Data records
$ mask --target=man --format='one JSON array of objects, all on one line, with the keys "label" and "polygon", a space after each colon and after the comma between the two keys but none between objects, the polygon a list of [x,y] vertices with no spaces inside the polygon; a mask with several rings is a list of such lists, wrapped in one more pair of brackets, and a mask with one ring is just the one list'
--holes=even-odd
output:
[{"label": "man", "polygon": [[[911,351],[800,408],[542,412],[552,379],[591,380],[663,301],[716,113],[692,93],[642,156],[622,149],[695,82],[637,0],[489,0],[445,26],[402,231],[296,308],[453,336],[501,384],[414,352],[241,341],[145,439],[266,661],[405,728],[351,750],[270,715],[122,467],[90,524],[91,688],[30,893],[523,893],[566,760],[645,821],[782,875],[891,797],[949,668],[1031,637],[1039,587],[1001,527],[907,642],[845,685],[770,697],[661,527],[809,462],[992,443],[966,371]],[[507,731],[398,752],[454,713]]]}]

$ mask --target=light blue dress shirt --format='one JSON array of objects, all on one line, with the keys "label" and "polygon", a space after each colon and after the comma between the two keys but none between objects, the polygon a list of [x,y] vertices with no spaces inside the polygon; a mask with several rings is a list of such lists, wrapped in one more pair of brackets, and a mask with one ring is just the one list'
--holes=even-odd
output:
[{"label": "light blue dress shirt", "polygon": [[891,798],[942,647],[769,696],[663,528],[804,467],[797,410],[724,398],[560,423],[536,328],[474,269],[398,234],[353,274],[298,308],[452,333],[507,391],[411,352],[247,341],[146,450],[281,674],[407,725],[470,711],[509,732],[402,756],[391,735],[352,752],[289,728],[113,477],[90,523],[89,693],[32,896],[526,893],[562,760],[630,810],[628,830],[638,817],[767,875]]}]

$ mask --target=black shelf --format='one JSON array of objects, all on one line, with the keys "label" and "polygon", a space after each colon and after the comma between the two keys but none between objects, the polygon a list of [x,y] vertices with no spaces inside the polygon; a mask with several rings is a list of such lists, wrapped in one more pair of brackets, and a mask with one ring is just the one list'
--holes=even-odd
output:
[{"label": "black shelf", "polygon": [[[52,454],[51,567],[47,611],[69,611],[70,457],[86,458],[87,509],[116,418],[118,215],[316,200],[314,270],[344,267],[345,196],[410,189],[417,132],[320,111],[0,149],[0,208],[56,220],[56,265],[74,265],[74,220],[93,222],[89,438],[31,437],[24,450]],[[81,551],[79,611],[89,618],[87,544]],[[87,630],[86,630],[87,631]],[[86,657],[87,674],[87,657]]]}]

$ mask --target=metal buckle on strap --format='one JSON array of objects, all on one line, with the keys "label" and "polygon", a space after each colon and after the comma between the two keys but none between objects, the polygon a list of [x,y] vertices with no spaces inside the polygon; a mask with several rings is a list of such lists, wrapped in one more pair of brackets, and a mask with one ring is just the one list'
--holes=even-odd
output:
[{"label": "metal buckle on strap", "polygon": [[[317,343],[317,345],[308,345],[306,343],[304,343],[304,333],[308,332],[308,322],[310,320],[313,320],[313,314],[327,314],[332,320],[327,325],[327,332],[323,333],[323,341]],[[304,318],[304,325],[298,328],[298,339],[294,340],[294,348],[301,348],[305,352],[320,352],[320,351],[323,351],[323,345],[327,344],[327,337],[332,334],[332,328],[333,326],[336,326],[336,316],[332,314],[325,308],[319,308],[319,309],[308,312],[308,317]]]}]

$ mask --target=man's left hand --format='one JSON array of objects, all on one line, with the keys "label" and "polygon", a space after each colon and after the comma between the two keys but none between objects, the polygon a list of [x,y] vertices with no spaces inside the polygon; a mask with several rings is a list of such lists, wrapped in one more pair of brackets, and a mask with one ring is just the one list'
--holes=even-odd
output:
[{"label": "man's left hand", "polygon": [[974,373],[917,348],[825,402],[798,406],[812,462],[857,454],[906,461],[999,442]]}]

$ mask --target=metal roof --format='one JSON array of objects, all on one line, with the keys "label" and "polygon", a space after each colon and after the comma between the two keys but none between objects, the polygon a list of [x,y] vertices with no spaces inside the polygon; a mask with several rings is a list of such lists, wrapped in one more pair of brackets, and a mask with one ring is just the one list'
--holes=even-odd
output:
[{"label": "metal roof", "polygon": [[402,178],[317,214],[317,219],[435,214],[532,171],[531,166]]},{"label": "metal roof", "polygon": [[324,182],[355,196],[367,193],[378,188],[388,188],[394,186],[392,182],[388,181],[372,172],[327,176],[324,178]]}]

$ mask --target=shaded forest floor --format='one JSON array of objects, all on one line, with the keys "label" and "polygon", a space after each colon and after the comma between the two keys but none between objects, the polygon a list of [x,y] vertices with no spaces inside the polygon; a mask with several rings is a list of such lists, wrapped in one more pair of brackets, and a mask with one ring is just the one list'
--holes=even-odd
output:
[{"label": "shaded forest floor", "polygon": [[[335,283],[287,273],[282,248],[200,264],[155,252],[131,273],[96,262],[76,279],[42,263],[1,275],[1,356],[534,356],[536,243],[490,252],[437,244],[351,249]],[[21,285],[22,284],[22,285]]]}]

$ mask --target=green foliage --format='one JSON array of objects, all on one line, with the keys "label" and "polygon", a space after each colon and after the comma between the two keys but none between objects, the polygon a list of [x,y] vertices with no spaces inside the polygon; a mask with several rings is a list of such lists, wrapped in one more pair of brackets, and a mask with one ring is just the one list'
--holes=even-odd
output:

**OBJECTIVE:** Retype each record exactly, leaving nothing out.

**RESPONSE FOR THIS EXERCISE:**
$ mask --target=man --format='one JSON array of objects, all on one line, with the keys "label" and "polygon", a space after each colon and after the comma between the two keys but none between objects, the polygon a list of [x,y] vertices with no spaces inside the polygon; a mask with several rings is a list of such lists, wrapped in one more pair of brackets, and a mask with one ring is just the one list'
--holes=even-odd
output:
[{"label": "man", "polygon": [[[911,351],[800,408],[542,412],[552,379],[591,380],[663,301],[716,113],[692,93],[642,156],[622,149],[695,82],[637,0],[489,0],[445,26],[402,231],[296,308],[453,336],[501,384],[414,352],[241,341],[145,439],[266,661],[405,728],[351,750],[270,715],[122,467],[90,524],[91,688],[30,893],[523,893],[566,760],[645,821],[782,875],[891,797],[949,668],[1031,637],[1039,587],[1001,527],[907,642],[845,685],[770,697],[661,527],[809,462],[992,443],[966,371]],[[507,731],[398,752],[454,713]]]}]

$ mask --target=light blue dress shirt --format='one JSON array of objects, all on one line, with the keys "label" and "polygon", a space after each colon and after the comma between the two keys but none between objects, the polygon a list of [x,y] vertices with no spaces inside the polygon; a mask with several rings is a list of such lists, wrapped in one more pair of brackets, and a mask with one ring is just the one list'
--holes=even-odd
output:
[{"label": "light blue dress shirt", "polygon": [[891,798],[942,647],[769,696],[663,528],[804,467],[797,410],[724,398],[560,423],[536,328],[474,269],[398,234],[353,274],[298,308],[452,333],[507,391],[411,352],[247,341],[146,450],[281,674],[407,725],[470,711],[509,732],[402,756],[391,735],[352,752],[289,728],[113,477],[90,523],[89,693],[32,896],[526,893],[562,760],[630,810],[628,830],[638,817],[767,875]]}]

$ mask --target=black shelf --format='one JSON array of objects, all on one line, with the keys "label" and "polygon", a space after each colon and after the comma between the two keys but none between objects, the polygon a list of [x,y] vertices with no spaces inside the polygon; a mask with several rings is a list of such lists, wrapped in one more pair of brackets, and a mask with one ring is just the one list'
--holes=even-odd
output:
[{"label": "black shelf", "polygon": [[[52,454],[51,567],[47,611],[69,611],[70,457],[86,458],[87,509],[116,418],[118,215],[316,200],[314,270],[344,267],[345,196],[410,189],[417,132],[320,111],[0,149],[0,208],[56,220],[56,265],[74,265],[74,220],[93,222],[89,438],[31,437],[24,450]],[[81,551],[79,611],[89,618],[87,544]],[[87,630],[86,630],[87,631]],[[86,657],[87,674],[87,657]]]}]

$ mask --target=metal buckle on strap --format='one JSON array of objects, all on one line, with the keys "label" and "polygon", a space after each colon and after the comma between the two keys but none between objects, the polygon a list of [x,y] vertices with no spaces inside the polygon; a mask with several rings is a list of such lists, wrapped in one more pair of brackets, and a mask with one ring is just the one list'
--holes=even-odd
output:
[{"label": "metal buckle on strap", "polygon": [[[317,343],[317,345],[308,345],[306,343],[304,343],[304,333],[308,332],[308,322],[310,320],[313,320],[313,314],[327,314],[332,320],[327,325],[327,332],[323,333],[323,341]],[[304,318],[304,325],[298,328],[298,339],[294,340],[294,348],[301,348],[305,352],[320,352],[320,351],[323,351],[323,345],[327,344],[327,337],[332,334],[332,328],[333,326],[336,326],[336,316],[332,314],[325,308],[319,308],[319,309],[308,312],[308,317]]]}]

$ mask --target=man's left hand --format='one JSON array of objects, all on one line, with the keys "label" and "polygon", a space after each colon and after the comma between the two keys but none between objects, the polygon a list of [x,y] vertices with no spaces inside the polygon; a mask with several rings is a list of such lists, wrapped in one more pair of brackets, and a mask with one ring is just the one list'
--holes=even-odd
output:
[{"label": "man's left hand", "polygon": [[974,373],[917,348],[825,402],[798,406],[812,462],[857,454],[906,461],[999,442]]}]

$ mask --target=metal roof --format='one JSON array of objects, all on one line, with the keys "label" and "polygon", a space after each colon and after the comma between the two keys but none between objects, the polygon a list of [x,y] vertices with no spaces inside the polygon; a mask with several rings is a list of such lists, wrapped in one more pair of brackets, and a mask with one ring is just the one list'
--holes=even-odd
output:
[{"label": "metal roof", "polygon": [[402,178],[317,214],[317,219],[435,214],[532,171],[531,166]]},{"label": "metal roof", "polygon": [[324,182],[355,196],[367,193],[378,188],[388,188],[394,186],[392,182],[388,181],[372,172],[327,176],[324,178]]}]

$ mask --target=shaded forest floor --format='one JSON array of objects, all on one line, with the keys "label" and "polygon", a space after each colon and after the comma between the two keys but none between objects, the polygon a list of [x,y] vertices with no spaces inside the polygon; a mask with several rings is a list of such lists, wrapped in one more pair of brackets, and a mask with one ring is just the one list'
--holes=even-odd
output:
[{"label": "shaded forest floor", "polygon": [[[335,283],[287,273],[282,248],[200,264],[155,252],[131,273],[96,262],[76,279],[42,263],[1,275],[1,356],[534,356],[536,243],[490,252],[437,244],[351,249]],[[21,285],[22,284],[22,285]]]}]

$ mask --target=green foliage --format='one JSON array of objects, all on one line, with the keys "label" and "polygon", a space after each colon and after the comma between the two keys but none between objects, the polygon a list of [x,y] vertices with no spaces inside the polygon; a mask with several rings is a list of such lists, wrapped in one more pair of brackets, and a mask with one ring is just the one list'
--holes=even-odd
output:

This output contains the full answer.